Artikel>

• • • •

Memang tidak bisa dipungkiri juga bahwa derasnya ekspansi
perkebunan sawit turut andil didalam melemahkan kearifan lokal ini. Padahal
memungkinkan sekali ekspansi ini hanya
akan mempertegas dan membuat nyata kekhawatiran kita bersama selama mengenai
petani di Babel. Ekspansi yang berakhir menjadikan bertani seperti pada masa
penjajahan karena menjadi buruh di tanah sendiri.
Masyarakat seolah
dipaksa dengan halus untuk terus meninggalkan karet-lada, dengan
ketidakberpihakkan kebiijakan
pemerintah. Bentuk ketidakberpihakkan ini bisa kita liat dengan muda
mulai dari ketersediaan bibit, pupuk, penjualan hasil hingga dengan mudahnya
perizinan perkebunan swasta besar dikeluarkan untuk menguasai dan merebut
setiap jengkal tanah yang dimiliki petani. Lebih celakanya, terkadang pemutus
kebijakan ini acap sekali tidak konsisten dengan program-program yang telah
mereka susun dan laksanakan.
Keadaan ini semua tentu semakin memperburuk citra pertanian
dimata generasi muda. Sehingga muncullah persepsi baru bahwa berprofesi menjadi
petani adalah salah satu bentuk kegagalan. Tidaklah mengherankan jikalau saat
ini generasi muda tidak lagi banyak dilirik oleh generasi muda dan banyak
ditinggalkan, bahkan jikalau ada hanya sebagai sambilan.

• • • •

Soal Singkat A> Tulis ulang bagian daftar mulai dari baris yang memuat "hips in the image above." sampai akhir daftar, kedua ujungnya ikut, dengan setiap angka koordinat pada jawaban digeser sebanyak 112. Pertanyaannya tetap disertakan, sedangkan gambarnya tidak usah dicantumkan.
Daftar di bawah ini tidak ada hubungannya dengan artikel.

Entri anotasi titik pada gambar

• • • •

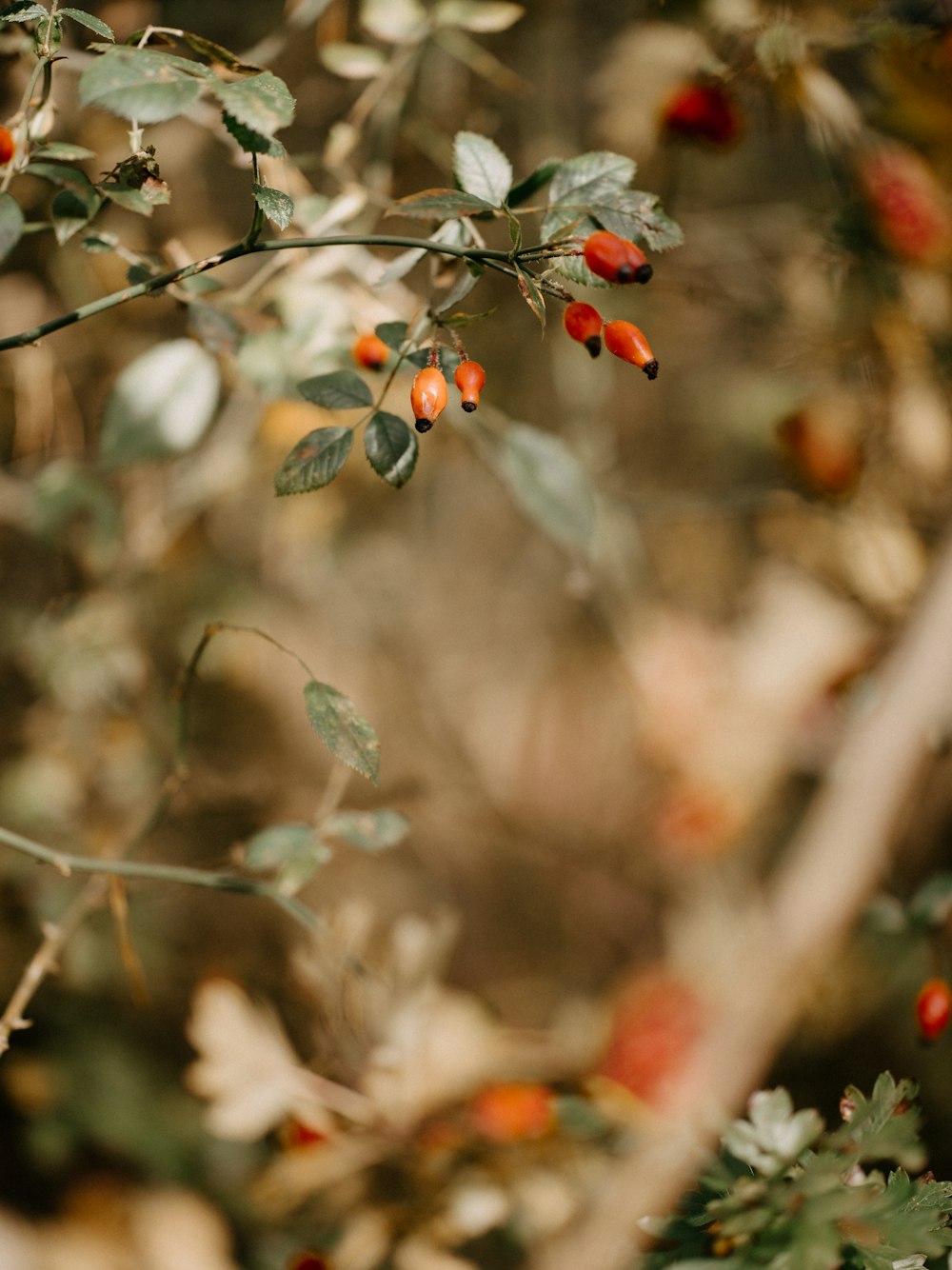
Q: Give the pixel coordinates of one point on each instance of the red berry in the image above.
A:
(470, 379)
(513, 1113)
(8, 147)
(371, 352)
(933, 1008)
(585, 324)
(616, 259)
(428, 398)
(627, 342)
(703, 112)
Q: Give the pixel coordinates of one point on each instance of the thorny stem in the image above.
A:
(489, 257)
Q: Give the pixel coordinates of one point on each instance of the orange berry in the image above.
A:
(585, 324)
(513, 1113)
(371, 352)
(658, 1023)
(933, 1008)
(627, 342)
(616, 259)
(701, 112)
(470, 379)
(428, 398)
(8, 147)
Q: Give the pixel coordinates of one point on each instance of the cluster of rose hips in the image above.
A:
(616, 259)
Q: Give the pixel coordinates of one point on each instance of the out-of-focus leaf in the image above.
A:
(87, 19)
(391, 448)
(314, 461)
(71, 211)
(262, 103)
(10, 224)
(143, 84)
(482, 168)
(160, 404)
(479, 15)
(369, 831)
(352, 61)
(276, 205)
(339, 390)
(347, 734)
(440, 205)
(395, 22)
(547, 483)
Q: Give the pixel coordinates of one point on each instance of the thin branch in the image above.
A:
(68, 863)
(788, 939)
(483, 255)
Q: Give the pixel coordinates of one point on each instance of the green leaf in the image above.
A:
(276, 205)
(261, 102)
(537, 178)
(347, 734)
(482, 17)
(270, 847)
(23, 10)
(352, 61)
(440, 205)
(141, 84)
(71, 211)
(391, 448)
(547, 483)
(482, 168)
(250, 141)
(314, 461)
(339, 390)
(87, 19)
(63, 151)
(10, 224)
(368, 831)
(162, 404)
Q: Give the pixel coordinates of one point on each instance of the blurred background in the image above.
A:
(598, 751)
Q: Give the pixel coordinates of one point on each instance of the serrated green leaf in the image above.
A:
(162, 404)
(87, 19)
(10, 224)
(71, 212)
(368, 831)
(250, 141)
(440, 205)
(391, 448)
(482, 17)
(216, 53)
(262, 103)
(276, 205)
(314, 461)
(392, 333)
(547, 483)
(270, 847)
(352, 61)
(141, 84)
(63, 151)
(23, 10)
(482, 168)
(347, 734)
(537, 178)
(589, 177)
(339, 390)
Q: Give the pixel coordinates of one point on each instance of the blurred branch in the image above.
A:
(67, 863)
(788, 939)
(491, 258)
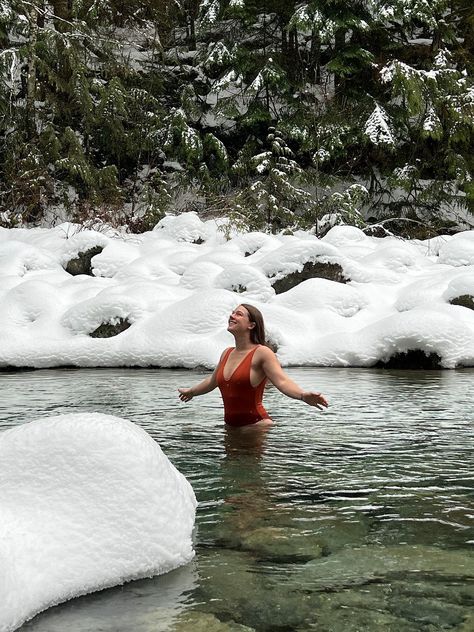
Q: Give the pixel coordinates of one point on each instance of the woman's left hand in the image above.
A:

• • • •

Soal Singkat B> Teruskan artikel tentang petani di Babel mulai dari kalimat sesudah bagian terakhirnya.

Jawaban Tugas A>
Q: Give the pixel coordinates of one point on each instance of the cluster of rose hips in the image above.
A:
(728, 371)
Q: Give the pixel coordinates of one point on each instance of the out-of-focus leaf in the image above.
A:
(199, 131)
(503, 560)
(426, 573)
(183, 323)
(374, 215)
(122, 336)
(255, 196)
(594, 280)
(272, 516)
(591, 127)
(481, 943)
(464, 173)
(388, 317)
(451, 502)
(459, 846)
(552, 317)
(507, 134)
(659, 595)
Q: Give the pixel coordinates of one point on each instance of the thin branch in the image above.
A:
(180, 975)
(900, 1051)
(595, 367)
Q: Give the pixel coordinates of one point on each instance of the green leaf in the image above.
A:
(388, 317)
(373, 214)
(649, 290)
(459, 846)
(594, 129)
(382, 959)
(135, 122)
(464, 173)
(552, 317)
(253, 196)
(183, 323)
(503, 560)
(659, 595)
(594, 280)
(362, 253)
(426, 573)
(451, 502)
(199, 131)
(175, 263)
(122, 336)
(480, 943)
(274, 516)
Q: Give the pixel coordinates of one point on each instance of the blurred background in the image above.
A:
(710, 863)
Q: Give the pixel coordinates of one point on each instance of the serrated green leaf in the image above.
A:
(274, 516)
(199, 131)
(122, 336)
(183, 324)
(480, 943)
(362, 253)
(552, 317)
(503, 560)
(594, 129)
(328, 165)
(374, 215)
(388, 317)
(426, 573)
(504, 445)
(659, 595)
(382, 959)
(464, 173)
(253, 196)
(175, 263)
(135, 122)
(594, 280)
(459, 846)
(649, 290)
(701, 289)
(451, 502)
Q: Give the pixel coordinates of one point on each instance of the blurred branch in the image above.
A:
(179, 975)
(900, 1051)
(603, 370)
Q: Give the pixel coordinates of one point on each instance of the woman's left hand in the image above.
A:

Jawaban Tugas B>
Masyarakat lebih memilih menjadi buruh tambang timah atau
pekerjaan yang lain karena mereka beranggapan pekerjaan itu lebih menjanjikan
dan tak beresiko merugi dibandingkan jika mereka menjadi petani. Apabila
keadaan ini dibiarkan terus-menerus terjadi, maka krisis brand Bangka Belitung
“Mentok white peper” akan semakin parah karena bumi serumpun sebalai ini tak lagi
mampu memproduksi lada putihnya. Mau tak mau, pemangku kebijakan Babel harus
mengantisipasi secara serius berbagai peringatan tersebut. Tanpa antisipasi
yang serius, boleh jadi gejolak krisis atau bahkan hilangnya lada putih ini
akan menjelma menjadi bola liar yang sangat membahayakan kelangsungan hidup hajat
hidup masyarakat banyak di Babel.
Satu-satunya jalan keluar atas masalah diatas adalah merekonstruksi
secara perlahan arah pembangunan ekonomi lokal daerah. Bangka Belitung dalam
hal ini pemangku jabatan berkepentingan harus sesegera mungkin menjadikan
kembali sektor pertanian sebagai lokomotor penggerak perekonomian lokal negeri
timah. Pemangku keputusan negeri ini sudah harus berpikir keras menyiapkan sebuah
formula solutif. Berikut sedikit ulasan dan paparan gagasan berpikir penulis
sebagai salah satu generasi yang dilahirkan ditengah-tengah keluarga berprofesi
petani.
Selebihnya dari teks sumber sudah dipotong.